WORK TO BE COMPLETED: Retype each record shown below, leaving every character as it is.

——

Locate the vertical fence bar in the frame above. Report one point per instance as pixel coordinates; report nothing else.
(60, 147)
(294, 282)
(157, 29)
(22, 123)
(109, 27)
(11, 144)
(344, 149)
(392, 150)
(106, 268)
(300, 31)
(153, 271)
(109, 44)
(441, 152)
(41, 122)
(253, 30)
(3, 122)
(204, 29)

——

FINISHED EXERCISE:
Locate the vertical fence bar in the frame above. Report one point per instance as pixel coordinates; report nothing else.
(60, 147)
(294, 282)
(157, 29)
(22, 123)
(109, 27)
(11, 144)
(344, 149)
(392, 150)
(106, 268)
(300, 31)
(153, 271)
(109, 44)
(441, 152)
(41, 122)
(253, 30)
(3, 122)
(204, 29)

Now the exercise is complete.